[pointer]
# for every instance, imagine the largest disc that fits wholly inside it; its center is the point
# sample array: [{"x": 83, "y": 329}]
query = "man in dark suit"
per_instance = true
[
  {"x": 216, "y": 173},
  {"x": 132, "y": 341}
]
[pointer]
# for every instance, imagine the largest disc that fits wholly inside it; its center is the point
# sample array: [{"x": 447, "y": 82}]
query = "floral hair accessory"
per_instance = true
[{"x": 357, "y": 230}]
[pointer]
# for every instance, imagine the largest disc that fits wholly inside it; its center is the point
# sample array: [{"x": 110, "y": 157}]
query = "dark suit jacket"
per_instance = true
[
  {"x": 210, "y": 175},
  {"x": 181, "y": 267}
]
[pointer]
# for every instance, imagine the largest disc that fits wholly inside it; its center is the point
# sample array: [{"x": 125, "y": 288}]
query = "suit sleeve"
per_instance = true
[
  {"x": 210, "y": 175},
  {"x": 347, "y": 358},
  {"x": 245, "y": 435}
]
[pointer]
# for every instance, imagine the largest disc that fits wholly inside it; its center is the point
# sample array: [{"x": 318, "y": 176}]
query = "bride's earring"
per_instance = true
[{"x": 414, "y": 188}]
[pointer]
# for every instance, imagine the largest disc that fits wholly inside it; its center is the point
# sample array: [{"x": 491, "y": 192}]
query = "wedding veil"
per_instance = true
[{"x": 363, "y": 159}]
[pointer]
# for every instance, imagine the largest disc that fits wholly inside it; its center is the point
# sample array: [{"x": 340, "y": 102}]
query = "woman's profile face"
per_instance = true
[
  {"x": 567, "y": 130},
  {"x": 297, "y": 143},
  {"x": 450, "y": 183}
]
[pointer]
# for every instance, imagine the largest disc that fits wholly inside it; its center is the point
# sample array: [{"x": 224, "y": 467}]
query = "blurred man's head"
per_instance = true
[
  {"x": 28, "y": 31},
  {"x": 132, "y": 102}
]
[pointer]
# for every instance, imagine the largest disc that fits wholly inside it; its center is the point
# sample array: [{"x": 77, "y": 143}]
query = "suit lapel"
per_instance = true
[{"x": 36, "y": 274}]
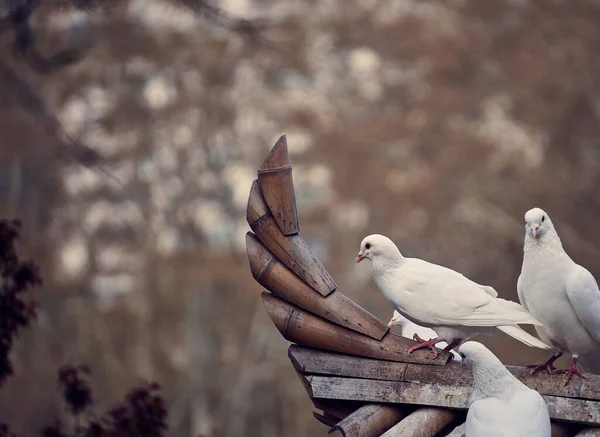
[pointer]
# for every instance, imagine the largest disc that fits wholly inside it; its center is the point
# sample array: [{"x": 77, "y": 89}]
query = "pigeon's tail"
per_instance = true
[
  {"x": 518, "y": 312},
  {"x": 523, "y": 336}
]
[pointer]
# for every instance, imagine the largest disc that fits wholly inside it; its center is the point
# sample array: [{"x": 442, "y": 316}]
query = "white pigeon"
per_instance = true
[
  {"x": 500, "y": 405},
  {"x": 563, "y": 295},
  {"x": 439, "y": 298},
  {"x": 416, "y": 332}
]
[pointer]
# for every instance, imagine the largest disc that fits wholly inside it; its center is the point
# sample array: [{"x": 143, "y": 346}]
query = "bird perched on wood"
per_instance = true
[
  {"x": 501, "y": 405},
  {"x": 439, "y": 298},
  {"x": 416, "y": 332},
  {"x": 560, "y": 293}
]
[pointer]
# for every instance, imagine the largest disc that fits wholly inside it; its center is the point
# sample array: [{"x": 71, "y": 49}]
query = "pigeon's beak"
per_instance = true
[{"x": 534, "y": 230}]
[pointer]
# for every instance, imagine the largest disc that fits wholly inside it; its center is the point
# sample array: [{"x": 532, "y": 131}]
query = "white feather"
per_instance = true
[
  {"x": 500, "y": 405},
  {"x": 439, "y": 298},
  {"x": 563, "y": 295}
]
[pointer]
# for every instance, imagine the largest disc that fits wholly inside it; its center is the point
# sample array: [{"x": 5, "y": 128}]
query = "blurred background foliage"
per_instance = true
[{"x": 437, "y": 123}]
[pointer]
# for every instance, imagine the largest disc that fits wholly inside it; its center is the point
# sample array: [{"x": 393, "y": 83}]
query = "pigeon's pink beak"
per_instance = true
[{"x": 534, "y": 230}]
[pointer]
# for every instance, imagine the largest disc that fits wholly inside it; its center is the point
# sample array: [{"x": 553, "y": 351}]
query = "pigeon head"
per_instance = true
[
  {"x": 474, "y": 353},
  {"x": 375, "y": 247},
  {"x": 537, "y": 222}
]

++++++++++++++++++++

— Goal of the exercise —
Pick out and copy every line of the records that contains the word "dark". Case counts.

— Answer to this problem —
query = "man in dark suit"
query = "dark suit jacket"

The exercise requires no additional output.